■ **RAW DATA**:
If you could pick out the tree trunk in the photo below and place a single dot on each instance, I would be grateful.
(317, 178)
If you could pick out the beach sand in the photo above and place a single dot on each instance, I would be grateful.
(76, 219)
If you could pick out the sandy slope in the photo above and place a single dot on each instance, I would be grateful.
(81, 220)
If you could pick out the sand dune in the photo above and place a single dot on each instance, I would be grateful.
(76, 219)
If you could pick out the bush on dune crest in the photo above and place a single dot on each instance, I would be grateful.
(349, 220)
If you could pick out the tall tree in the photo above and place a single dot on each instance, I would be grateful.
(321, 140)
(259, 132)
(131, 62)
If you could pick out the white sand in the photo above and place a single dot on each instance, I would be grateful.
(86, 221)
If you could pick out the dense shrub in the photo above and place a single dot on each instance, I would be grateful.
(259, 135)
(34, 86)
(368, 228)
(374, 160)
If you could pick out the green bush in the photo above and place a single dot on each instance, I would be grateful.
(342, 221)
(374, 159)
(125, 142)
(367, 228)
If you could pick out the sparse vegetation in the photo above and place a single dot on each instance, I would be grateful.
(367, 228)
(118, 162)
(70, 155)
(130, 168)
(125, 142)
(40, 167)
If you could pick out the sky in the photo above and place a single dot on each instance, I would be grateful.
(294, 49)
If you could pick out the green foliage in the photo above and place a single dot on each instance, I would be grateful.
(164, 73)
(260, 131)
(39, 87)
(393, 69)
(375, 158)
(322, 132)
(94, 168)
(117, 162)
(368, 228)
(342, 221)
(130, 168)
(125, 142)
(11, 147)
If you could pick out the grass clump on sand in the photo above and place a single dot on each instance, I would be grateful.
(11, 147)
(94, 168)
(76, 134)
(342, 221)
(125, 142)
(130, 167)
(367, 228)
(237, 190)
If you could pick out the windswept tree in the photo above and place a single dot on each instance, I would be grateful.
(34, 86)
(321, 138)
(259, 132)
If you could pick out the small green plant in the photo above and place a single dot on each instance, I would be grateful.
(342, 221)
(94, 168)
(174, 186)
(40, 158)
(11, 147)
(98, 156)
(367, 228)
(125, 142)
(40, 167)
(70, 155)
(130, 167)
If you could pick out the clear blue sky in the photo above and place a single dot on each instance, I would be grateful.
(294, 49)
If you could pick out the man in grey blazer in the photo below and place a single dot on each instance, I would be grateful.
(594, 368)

■ **WORK REQUIRED**: Only the lines from the one with "If you could pick out the green bush" through the final line above belong in the answer, each retyped exactly.

■ **TASK RESPONSE**:
If you could pick out the green bush in the photo above and place a single dot on each instance, I would be grateful.
(342, 221)
(374, 159)
(125, 142)
(367, 228)
If you could pick out the sparse vegetation in the photo above and place a single dot on each instance, I would be grateful.
(367, 228)
(118, 162)
(70, 155)
(130, 168)
(125, 142)
(40, 167)
If you could pick out the sky in the photo above and place a single dot on each instance, I would be grateful.
(294, 49)
If you could pick out the green foliage in the photo above and place a single dot on each instance, I would be grateful.
(164, 73)
(260, 131)
(39, 87)
(393, 69)
(375, 158)
(322, 132)
(94, 168)
(117, 162)
(368, 228)
(342, 221)
(130, 168)
(125, 142)
(11, 147)
If you could pick out the grass clump on sand in the photo above and place a single dot on each instance, I would be grateful.
(11, 147)
(94, 168)
(76, 134)
(342, 221)
(125, 142)
(130, 167)
(367, 228)
(237, 190)
If you could pick out the windswept tree in the photo above and place a single dot on each instance, I would be grateful.
(34, 86)
(321, 138)
(259, 132)
If you could pick out the small green plant in the photo above and place a single dot on each instance, I would be grateful.
(342, 221)
(94, 168)
(174, 186)
(40, 158)
(11, 147)
(98, 156)
(367, 228)
(125, 142)
(40, 167)
(70, 155)
(130, 167)
If you could pick out the clear blue sky in the photo above and place a single dot on each instance, I would be grateful.
(294, 49)
If you could pick out the man in grey blazer in the photo below and place a single dot on each instance, I would be grateful.
(594, 368)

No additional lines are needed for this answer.